### What you have to do
Find and copy each line of the data that includes "jacket".

────────────────────

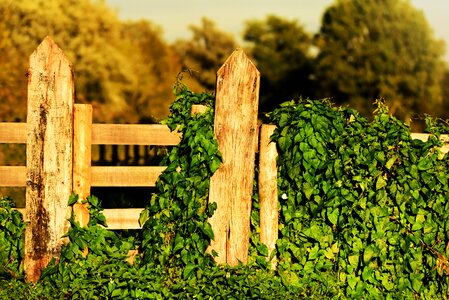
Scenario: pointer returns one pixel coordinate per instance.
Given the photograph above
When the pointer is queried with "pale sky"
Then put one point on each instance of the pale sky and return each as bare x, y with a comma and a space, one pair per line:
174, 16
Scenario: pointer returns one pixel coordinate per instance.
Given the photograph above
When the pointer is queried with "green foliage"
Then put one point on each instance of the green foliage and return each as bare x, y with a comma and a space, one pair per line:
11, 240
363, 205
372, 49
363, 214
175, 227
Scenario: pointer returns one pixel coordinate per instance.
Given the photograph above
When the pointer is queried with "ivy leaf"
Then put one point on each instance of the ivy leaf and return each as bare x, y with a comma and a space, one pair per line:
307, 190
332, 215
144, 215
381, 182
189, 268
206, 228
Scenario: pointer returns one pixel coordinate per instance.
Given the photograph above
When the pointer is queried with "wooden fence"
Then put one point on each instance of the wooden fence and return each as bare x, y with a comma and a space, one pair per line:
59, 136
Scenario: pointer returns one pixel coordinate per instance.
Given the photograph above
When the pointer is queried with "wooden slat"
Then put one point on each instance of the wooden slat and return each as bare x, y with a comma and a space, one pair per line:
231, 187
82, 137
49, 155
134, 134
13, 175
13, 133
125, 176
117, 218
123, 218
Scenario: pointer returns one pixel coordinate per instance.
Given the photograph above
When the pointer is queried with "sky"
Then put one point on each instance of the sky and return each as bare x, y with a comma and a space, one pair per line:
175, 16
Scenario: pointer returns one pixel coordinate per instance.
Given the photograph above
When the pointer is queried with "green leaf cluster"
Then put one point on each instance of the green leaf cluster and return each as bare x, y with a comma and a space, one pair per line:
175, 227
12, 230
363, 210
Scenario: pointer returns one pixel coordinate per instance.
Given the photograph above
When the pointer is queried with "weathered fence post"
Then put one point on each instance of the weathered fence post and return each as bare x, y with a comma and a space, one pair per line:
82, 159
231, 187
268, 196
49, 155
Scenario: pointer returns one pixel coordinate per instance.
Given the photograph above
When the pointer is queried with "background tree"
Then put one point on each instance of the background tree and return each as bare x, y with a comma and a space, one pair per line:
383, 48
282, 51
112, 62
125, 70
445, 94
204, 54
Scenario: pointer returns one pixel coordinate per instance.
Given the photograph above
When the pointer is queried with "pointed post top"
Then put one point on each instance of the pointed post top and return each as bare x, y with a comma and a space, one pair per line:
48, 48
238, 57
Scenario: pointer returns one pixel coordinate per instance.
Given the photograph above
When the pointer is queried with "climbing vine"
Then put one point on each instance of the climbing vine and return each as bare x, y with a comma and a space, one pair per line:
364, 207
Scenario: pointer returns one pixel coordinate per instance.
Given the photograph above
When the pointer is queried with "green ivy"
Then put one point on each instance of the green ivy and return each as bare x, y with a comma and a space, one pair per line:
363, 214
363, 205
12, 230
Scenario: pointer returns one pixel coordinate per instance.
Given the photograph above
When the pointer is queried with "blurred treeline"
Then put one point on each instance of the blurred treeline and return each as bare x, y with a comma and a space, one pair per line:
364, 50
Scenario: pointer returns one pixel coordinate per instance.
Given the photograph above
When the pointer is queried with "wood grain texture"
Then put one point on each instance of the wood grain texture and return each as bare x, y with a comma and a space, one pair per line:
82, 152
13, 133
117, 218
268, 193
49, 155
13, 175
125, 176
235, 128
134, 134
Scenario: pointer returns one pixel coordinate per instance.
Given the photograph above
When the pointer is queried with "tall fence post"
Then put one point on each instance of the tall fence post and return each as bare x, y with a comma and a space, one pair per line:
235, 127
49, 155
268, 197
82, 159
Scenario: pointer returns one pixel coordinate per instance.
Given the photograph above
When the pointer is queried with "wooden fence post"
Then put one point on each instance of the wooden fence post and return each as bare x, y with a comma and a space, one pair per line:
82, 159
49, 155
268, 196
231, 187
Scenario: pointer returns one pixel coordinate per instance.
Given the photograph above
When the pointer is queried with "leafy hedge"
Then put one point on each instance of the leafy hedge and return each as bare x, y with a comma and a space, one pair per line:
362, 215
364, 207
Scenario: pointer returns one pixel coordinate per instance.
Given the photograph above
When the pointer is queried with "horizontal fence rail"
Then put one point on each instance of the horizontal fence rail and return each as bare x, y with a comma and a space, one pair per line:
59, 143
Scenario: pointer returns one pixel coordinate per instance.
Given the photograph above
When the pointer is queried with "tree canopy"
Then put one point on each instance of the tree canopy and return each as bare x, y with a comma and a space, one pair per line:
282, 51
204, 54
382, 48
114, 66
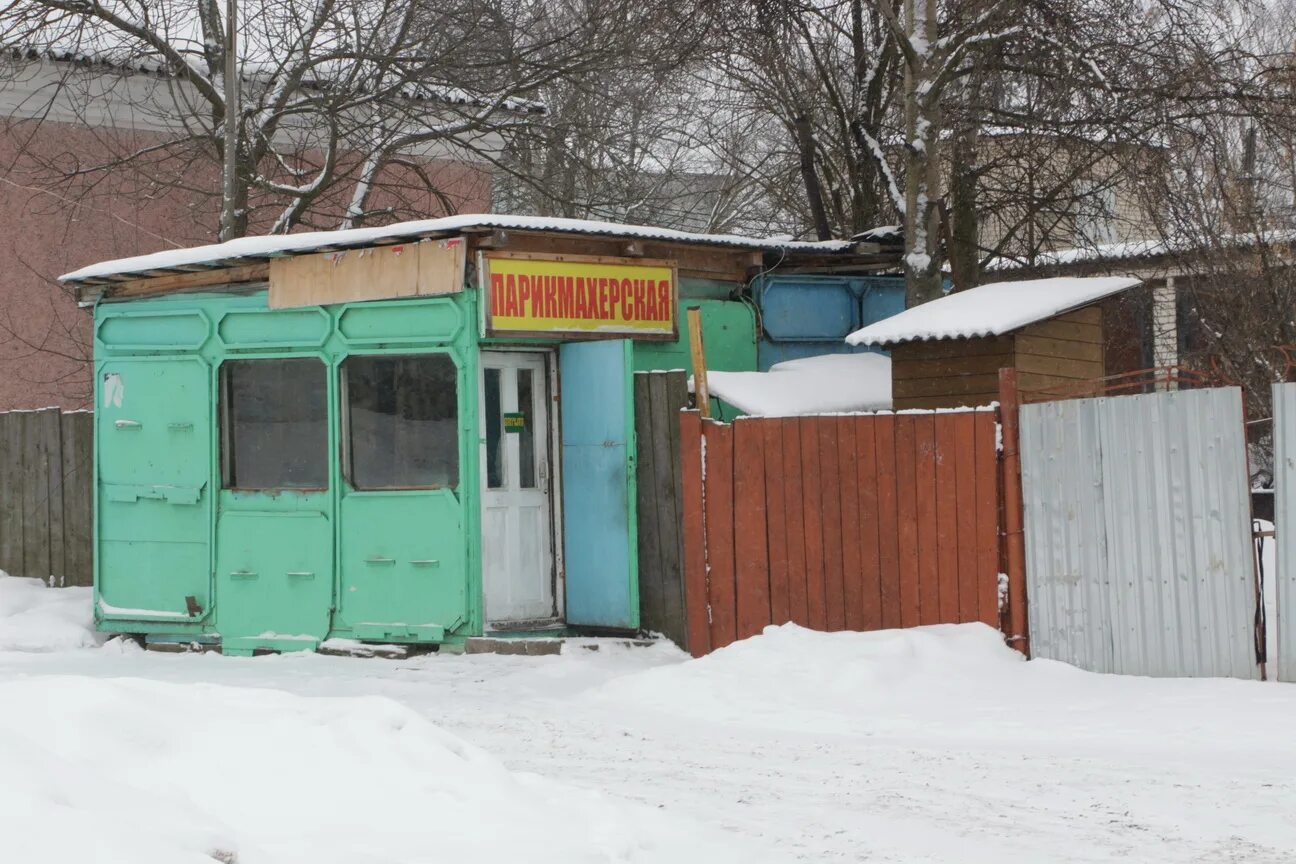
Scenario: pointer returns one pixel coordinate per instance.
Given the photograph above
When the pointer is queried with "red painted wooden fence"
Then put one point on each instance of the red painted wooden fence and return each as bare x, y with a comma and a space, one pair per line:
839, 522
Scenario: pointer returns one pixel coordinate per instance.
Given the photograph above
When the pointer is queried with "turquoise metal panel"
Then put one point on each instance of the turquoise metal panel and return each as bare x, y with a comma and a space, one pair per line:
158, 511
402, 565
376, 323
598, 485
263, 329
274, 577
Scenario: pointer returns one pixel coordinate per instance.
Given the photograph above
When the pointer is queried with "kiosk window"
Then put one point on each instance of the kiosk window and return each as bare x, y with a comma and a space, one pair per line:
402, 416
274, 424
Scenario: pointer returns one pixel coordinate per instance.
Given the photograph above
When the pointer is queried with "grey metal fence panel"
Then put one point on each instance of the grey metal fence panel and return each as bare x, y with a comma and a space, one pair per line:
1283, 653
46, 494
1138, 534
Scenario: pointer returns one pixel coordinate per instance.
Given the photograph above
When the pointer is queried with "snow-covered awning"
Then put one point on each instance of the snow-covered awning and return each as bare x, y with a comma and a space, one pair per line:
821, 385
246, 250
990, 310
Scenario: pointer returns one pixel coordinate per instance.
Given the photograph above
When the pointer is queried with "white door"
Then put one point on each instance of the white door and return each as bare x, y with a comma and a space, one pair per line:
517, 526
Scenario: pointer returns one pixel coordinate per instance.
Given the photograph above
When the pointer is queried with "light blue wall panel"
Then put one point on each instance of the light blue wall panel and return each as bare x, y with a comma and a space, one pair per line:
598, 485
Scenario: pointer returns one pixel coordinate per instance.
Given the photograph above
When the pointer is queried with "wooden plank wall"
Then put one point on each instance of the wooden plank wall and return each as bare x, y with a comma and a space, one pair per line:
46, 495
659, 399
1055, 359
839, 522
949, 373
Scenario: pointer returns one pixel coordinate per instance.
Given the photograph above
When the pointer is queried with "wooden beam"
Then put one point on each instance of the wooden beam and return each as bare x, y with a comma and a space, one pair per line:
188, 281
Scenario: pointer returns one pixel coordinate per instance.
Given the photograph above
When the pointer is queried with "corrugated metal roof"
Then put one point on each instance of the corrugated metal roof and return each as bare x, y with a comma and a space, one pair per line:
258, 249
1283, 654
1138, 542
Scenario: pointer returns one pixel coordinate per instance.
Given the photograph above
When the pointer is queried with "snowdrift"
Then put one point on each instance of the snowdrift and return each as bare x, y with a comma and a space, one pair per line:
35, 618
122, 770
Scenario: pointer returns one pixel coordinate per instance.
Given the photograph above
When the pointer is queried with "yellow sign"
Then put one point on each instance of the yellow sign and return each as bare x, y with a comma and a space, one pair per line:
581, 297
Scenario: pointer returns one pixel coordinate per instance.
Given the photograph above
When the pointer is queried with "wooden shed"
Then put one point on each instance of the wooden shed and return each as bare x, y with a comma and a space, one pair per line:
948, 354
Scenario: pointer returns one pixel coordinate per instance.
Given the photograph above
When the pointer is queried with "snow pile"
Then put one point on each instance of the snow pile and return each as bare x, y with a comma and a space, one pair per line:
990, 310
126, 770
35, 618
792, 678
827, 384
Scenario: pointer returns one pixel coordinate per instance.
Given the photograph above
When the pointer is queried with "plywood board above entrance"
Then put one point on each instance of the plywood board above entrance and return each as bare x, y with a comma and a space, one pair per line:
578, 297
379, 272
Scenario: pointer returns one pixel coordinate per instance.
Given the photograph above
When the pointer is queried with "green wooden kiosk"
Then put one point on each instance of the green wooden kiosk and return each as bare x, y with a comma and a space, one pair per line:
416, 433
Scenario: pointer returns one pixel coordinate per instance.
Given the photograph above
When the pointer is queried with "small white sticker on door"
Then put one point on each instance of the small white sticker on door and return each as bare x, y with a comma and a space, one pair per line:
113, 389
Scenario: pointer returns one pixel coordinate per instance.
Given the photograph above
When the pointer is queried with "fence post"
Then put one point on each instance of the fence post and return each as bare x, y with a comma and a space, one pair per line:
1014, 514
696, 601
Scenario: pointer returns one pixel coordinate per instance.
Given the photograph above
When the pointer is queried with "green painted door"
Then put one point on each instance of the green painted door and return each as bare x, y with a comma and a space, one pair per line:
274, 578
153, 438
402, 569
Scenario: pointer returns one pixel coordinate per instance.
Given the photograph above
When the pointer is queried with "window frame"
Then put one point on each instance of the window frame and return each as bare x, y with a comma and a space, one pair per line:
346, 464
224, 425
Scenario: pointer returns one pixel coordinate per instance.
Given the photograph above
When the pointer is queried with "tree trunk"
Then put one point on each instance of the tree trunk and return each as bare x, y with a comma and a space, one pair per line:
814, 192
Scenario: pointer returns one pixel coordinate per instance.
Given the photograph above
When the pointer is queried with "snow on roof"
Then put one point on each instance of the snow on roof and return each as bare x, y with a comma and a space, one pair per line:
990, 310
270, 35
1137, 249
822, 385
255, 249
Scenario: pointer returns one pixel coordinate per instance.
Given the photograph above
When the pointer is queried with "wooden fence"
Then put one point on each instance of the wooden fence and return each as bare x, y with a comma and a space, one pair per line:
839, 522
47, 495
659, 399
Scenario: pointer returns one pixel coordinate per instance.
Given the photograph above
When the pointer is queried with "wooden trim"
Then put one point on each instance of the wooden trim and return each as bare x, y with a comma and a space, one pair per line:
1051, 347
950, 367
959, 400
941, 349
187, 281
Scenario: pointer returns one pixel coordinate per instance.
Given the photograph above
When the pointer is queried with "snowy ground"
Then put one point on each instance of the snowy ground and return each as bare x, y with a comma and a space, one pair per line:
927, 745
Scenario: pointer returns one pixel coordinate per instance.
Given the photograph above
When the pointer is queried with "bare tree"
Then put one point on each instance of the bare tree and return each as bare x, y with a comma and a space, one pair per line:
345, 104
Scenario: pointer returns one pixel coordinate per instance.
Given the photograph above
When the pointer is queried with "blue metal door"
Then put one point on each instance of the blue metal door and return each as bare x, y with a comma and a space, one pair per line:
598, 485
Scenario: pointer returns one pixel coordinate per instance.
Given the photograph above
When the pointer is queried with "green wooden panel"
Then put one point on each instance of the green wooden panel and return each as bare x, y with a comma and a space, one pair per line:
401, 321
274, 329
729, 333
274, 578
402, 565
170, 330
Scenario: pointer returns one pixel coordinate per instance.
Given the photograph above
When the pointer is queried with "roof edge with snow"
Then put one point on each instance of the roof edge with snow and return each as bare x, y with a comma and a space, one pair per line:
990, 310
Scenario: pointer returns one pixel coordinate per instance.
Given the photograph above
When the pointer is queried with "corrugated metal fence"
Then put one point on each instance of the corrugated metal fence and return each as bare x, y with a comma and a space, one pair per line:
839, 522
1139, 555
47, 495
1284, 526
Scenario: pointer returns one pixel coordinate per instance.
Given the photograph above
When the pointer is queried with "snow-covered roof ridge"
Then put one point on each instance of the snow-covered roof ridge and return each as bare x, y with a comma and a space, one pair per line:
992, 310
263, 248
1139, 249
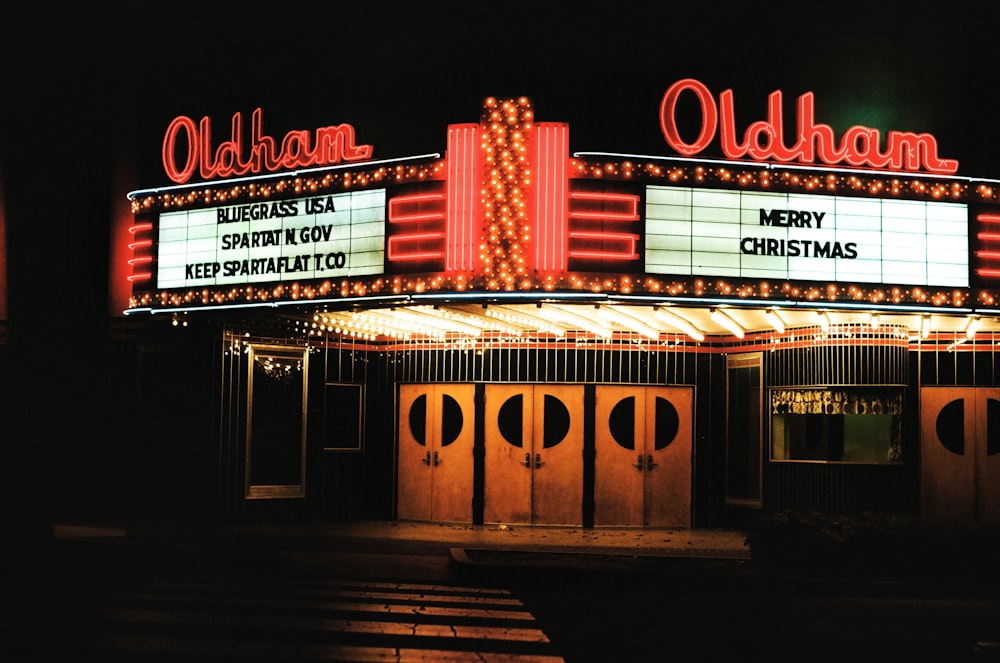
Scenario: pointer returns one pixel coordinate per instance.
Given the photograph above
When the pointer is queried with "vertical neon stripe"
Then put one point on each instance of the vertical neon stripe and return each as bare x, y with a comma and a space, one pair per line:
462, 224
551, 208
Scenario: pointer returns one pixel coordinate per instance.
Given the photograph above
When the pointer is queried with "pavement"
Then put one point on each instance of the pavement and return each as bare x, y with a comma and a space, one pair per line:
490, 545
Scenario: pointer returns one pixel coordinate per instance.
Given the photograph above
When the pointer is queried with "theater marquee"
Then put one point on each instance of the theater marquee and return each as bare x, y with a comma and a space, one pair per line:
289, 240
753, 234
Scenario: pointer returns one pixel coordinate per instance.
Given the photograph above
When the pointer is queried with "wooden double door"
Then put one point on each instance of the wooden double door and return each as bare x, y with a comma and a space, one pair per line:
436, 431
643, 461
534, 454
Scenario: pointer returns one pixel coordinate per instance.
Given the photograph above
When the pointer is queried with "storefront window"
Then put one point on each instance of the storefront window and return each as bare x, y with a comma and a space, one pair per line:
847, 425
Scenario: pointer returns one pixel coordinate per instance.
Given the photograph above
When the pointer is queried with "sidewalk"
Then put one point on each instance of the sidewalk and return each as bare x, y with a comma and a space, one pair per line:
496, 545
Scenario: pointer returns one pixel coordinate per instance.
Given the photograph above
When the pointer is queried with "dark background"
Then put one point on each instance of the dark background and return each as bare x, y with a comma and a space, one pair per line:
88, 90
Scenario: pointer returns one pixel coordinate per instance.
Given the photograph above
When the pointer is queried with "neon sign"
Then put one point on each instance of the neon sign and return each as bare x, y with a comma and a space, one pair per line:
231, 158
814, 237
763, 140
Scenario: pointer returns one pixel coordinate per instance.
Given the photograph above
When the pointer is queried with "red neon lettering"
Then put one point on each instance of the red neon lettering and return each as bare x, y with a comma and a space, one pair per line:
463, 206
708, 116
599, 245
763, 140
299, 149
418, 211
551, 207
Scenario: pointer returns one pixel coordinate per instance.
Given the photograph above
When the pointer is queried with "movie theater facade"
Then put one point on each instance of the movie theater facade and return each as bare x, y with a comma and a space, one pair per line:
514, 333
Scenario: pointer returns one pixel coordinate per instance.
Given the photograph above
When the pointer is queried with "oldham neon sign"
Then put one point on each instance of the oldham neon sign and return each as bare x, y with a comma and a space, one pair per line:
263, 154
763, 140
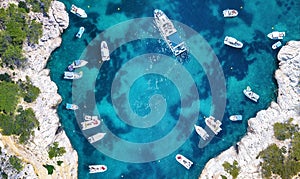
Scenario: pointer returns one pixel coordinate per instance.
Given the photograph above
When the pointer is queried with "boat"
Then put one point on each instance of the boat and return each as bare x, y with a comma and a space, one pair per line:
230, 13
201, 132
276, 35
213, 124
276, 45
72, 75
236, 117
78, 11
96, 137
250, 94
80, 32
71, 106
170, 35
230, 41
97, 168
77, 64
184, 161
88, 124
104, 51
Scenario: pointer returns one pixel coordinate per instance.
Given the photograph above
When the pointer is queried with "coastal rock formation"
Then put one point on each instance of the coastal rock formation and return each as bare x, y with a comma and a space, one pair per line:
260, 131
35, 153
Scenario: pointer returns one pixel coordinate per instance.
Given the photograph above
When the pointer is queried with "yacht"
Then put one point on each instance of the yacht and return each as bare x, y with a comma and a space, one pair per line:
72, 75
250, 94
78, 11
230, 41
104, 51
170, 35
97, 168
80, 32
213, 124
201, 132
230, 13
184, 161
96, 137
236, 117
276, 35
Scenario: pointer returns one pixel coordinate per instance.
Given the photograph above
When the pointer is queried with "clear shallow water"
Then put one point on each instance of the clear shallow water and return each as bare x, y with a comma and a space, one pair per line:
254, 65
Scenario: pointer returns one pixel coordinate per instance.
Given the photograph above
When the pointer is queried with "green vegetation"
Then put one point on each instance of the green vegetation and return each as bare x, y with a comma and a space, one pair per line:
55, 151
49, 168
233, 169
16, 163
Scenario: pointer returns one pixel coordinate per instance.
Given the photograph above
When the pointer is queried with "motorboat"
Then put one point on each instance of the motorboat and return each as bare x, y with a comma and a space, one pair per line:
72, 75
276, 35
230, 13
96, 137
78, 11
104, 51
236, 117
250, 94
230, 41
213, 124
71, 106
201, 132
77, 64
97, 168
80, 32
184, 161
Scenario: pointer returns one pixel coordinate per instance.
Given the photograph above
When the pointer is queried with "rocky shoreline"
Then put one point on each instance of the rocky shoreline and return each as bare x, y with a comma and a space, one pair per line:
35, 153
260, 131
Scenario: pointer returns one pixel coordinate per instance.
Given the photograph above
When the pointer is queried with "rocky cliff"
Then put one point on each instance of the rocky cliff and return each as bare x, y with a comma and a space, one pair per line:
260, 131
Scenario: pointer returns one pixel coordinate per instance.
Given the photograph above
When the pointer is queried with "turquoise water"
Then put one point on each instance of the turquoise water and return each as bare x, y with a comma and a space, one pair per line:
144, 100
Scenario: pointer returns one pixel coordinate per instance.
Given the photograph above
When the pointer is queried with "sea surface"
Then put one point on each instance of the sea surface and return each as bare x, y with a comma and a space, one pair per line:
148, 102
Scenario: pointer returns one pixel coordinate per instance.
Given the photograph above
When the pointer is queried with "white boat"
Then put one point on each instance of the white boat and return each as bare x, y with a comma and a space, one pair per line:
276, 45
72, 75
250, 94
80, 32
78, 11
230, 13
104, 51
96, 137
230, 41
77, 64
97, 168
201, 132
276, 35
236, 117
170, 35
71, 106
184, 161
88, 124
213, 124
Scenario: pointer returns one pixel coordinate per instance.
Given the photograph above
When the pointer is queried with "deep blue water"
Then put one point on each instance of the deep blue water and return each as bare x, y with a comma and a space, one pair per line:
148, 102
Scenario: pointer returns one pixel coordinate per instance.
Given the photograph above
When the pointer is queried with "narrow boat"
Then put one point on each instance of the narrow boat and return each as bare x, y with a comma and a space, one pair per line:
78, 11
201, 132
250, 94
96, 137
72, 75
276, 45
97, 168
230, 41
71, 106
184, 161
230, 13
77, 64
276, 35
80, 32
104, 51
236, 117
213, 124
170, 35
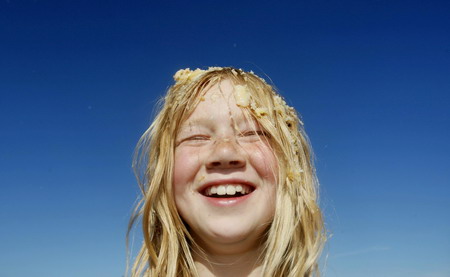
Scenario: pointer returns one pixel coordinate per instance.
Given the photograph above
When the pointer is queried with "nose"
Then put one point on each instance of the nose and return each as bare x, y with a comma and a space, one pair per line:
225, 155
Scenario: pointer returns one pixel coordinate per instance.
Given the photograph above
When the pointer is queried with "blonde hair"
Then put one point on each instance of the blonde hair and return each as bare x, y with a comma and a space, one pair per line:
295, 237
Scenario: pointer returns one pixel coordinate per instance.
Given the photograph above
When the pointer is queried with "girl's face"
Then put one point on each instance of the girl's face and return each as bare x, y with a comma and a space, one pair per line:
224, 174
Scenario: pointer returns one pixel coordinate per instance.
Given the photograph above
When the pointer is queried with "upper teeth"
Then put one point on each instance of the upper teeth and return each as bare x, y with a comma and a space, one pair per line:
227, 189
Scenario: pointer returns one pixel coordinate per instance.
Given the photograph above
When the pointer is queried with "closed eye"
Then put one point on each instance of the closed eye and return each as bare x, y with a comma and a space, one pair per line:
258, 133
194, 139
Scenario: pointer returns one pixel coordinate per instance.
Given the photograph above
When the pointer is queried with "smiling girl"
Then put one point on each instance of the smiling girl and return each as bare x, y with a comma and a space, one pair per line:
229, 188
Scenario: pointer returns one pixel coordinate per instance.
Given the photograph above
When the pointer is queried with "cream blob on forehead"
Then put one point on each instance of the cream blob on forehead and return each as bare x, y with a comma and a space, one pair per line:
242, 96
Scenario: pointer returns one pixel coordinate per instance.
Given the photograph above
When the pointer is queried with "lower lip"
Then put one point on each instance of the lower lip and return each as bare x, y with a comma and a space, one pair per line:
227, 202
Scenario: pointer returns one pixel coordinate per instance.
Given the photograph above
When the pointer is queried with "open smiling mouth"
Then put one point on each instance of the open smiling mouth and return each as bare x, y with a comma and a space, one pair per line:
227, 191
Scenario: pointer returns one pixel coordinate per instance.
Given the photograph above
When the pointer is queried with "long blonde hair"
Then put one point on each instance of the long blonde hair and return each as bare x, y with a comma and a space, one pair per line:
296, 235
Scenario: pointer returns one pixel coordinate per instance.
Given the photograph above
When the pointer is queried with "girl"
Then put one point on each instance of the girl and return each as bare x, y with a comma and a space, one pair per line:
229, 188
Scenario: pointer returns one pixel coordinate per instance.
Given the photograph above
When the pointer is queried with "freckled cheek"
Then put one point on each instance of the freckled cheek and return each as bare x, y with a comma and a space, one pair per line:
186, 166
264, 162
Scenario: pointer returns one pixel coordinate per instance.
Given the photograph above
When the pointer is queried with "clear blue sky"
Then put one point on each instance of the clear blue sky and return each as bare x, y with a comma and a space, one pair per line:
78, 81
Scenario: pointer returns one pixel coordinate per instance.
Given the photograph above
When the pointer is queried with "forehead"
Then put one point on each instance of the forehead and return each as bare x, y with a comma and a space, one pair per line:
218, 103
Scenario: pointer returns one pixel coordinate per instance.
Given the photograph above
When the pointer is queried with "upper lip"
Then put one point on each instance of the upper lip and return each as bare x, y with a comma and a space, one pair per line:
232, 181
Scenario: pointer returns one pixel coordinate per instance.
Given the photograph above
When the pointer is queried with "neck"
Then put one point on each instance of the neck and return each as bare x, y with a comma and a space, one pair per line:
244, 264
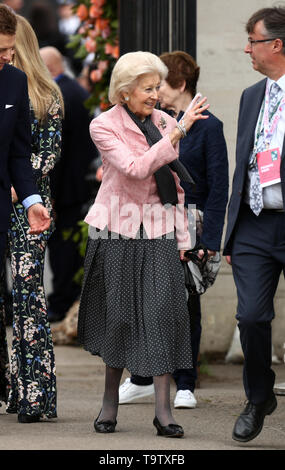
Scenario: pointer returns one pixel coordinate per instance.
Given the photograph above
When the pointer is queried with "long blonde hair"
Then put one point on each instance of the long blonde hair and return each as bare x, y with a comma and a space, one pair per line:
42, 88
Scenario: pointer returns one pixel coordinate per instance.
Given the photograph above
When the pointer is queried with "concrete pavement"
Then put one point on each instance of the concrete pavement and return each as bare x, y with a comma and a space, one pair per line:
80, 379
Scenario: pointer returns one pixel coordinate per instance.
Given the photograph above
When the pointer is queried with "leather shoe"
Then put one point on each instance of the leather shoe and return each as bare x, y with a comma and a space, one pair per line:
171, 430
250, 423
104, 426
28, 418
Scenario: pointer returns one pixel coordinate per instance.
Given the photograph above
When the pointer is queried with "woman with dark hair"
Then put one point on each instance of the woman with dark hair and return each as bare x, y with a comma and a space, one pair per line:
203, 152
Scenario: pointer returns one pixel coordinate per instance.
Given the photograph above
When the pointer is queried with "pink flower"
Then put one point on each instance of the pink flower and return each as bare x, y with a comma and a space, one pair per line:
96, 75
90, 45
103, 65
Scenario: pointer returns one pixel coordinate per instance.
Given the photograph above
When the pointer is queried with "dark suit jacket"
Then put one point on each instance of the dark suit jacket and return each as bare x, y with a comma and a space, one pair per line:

────────────────────

### Response area
When the pointer is queried with "dark suit jacket"
Then put one point on each instance of the dark suit jacket and return each as bare x, y with a comma and a space, one pair per line:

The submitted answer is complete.